A few months back my wife showed a picture of herself to our 3-year-old daughter. In the picture my wife is about 7 years old. “Do you know who this is?”
Daughter: (gasps) “That’s me when I’m bigger!”

I love that she thought this was actually possible.

2. The simple logic of children.

My son when he was 6: “Dad, can we get a cat?” Me: “Your Mom is allergic to cats, so no.” My Son: “When Mom dies can we get a cat?” Me: “Sure.”

3. Sometimes, you have to set your mom straight.

This morning, my wife told my 3-year-old daughter that owls were nocturnal. My daughter responded, “Yes, owls are not turtles.”

4. A boy who is wise beyond his years.

My 4-year-old is currently singing a song he made up himself. He only has a chorus that goes “You can’t soooooolve Mississippi’s problems.”

5. Filter-less children.

Son and I are playing catch. I have a terrible throw that sails over his head. I say, “Sorry, that was a bad throw.” He stops, gives me a kind look and says, “No daddy, that was a wonderful throw.” Then takes 2 steps towards getting the ball. He stops again, turns back around and says, “When we say something nice, even when we don’t mean it at all, that’s called being polite, right?”

6. Any time a kid says “penis” it’s funny.

My four-year-old son was in the bathroom with the door closed.

I knocked and said, “What’s going on in there?”
His reply: “Nothing, it’s just me and my penis.”

7. A boy who simply loves nipples.

I was putting my son to bed when he was about 5, and after the bedtime story, right when I was tucking him in and turning out the light, he said “Nipples. I love ’em. What about you?” with this totally serious expression. It took major effort to remain composed and try to make it look like I was taking his question seriously.

8. A smart-ass little girl.

My little sister was at the doctor’s office for her annual check up–she had to be somewhere around 3. The nurse was asking all the standard coordination type questions–touch your nose, put your hands up, jump, etc. Being a healthy capable little devil, she’s doing everything fine. Then, the nurse says, “stand on one foot.” My little sister looks at the nurse, looks down, and hesitates. Then she walks over and stands on one of the nurse’s feet.

9. Why are kids so clever?

My cousin’s daughter’s response to “I love you,” was “I love me too” for the longest time.

10. A truly frightening mispronunciation.

While waiting in line to get her picture taken with Santa I was giving my 2-year-old daughter pieces of popcorn one at a time as a snack. I must have been a little slow with my delivery and she shouted “MORE COCKPORN DADDY” at the top of her lungs. It was awesome.

11. A boy on salad.

I was on the phone with my wife discussing dinner plans and my 7-year-old informed us that “salad is ruining my life.”

12. When kids take things too literally.

I try to make it a point to take about 10 min at the end of each evening to help my daughter straighten up her room.

After a particularly rough day, I sat down on the floor of her room to help her sort thru her dolls and I had muttered “I really don’t have the juice for this tonight…”

My daughter left the room and returned a few minutes later with a cup of apple juice for me.

13. Overheard: children talking in a first grade classroom.

Overheard in a first grade classroom:

“Well when my Mom and Dad practice wrestling I get to eat a whole bowl of ice cream and watch whatever movie I want!!!”
That was a fun one!

◆ Source data
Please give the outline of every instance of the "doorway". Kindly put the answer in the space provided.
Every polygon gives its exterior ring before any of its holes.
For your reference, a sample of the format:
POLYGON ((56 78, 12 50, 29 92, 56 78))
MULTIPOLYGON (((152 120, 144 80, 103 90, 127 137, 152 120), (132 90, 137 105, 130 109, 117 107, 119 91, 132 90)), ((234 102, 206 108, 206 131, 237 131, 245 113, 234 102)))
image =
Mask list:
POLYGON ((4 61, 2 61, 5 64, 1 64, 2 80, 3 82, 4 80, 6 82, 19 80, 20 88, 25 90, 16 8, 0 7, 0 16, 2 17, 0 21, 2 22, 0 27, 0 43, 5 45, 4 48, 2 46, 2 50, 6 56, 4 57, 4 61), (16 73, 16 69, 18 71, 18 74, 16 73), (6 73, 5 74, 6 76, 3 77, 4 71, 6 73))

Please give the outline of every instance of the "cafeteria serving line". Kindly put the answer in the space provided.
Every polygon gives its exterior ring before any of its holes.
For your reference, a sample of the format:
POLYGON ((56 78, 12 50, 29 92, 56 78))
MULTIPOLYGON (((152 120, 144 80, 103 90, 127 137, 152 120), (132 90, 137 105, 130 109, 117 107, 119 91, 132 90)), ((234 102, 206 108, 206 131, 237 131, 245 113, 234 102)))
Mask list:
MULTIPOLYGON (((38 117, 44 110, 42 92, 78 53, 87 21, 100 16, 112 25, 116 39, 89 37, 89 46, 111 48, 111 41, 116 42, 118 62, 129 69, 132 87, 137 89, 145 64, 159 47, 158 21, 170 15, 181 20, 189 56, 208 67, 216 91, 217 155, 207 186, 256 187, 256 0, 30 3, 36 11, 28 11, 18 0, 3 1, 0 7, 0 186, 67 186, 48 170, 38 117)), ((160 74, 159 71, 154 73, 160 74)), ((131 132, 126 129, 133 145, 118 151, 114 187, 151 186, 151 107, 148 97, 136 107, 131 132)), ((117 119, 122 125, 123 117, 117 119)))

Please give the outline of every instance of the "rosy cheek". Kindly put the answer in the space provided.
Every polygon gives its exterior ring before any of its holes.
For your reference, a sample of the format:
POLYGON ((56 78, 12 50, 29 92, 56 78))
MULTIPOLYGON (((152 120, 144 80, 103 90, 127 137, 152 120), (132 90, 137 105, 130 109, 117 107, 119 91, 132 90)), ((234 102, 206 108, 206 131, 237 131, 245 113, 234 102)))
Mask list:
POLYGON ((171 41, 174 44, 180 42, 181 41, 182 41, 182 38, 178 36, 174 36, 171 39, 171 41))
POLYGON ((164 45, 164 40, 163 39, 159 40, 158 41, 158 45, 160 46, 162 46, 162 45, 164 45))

◆ Tasks and exercises
1. Extract the passage of children's funny sayings verbatim, from "I try to make" to "juice for me.".
2. Rewrite the records from their first line through the line containing "POLYGON ((4 61, 2", replacing "doorway" with "entryway" and leaving everything else unchanged.
The text and the records were taken from unrelated sources.

◆ Response list
1.
I try to make it a point to take about 10 min at the end of each evening to help my daughter straighten up her room.

After a particularly rough day, I sat down on the floor of her room to help her sort thru her dolls and I had muttered “I really don’t have the juice for this tonight…”

My daughter left the room and returned a few minutes later with a cup of apple juice for me.

2.
Please give the outline of every instance of the "entryway". Kindly put the answer in the space provided.
Every polygon gives its exterior ring before any of its holes.
For your reference, a sample of the format:
POLYGON ((56 78, 12 50, 29 92, 56 78))
MULTIPOLYGON (((152 120, 144 80, 103 90, 127 137, 152 120), (132 90, 137 105, 130 109, 117 107, 119 91, 132 90)), ((234 102, 206 108, 206 131, 237 131, 245 113, 234 102)))
image =
Mask list:
POLYGON ((4 61, 2 61, 5 64, 1 64, 2 80, 3 82, 4 80, 6 82, 19 80, 20 88, 25 90, 16 8, 0 7, 0 16, 2 17, 0 21, 2 22, 0 27, 0 43, 5 45, 4 48, 2 46, 2 50, 6 56, 4 57, 4 61), (16 73, 16 69, 18 71, 18 74, 16 73), (6 73, 5 74, 6 76, 3 77, 4 71, 6 73))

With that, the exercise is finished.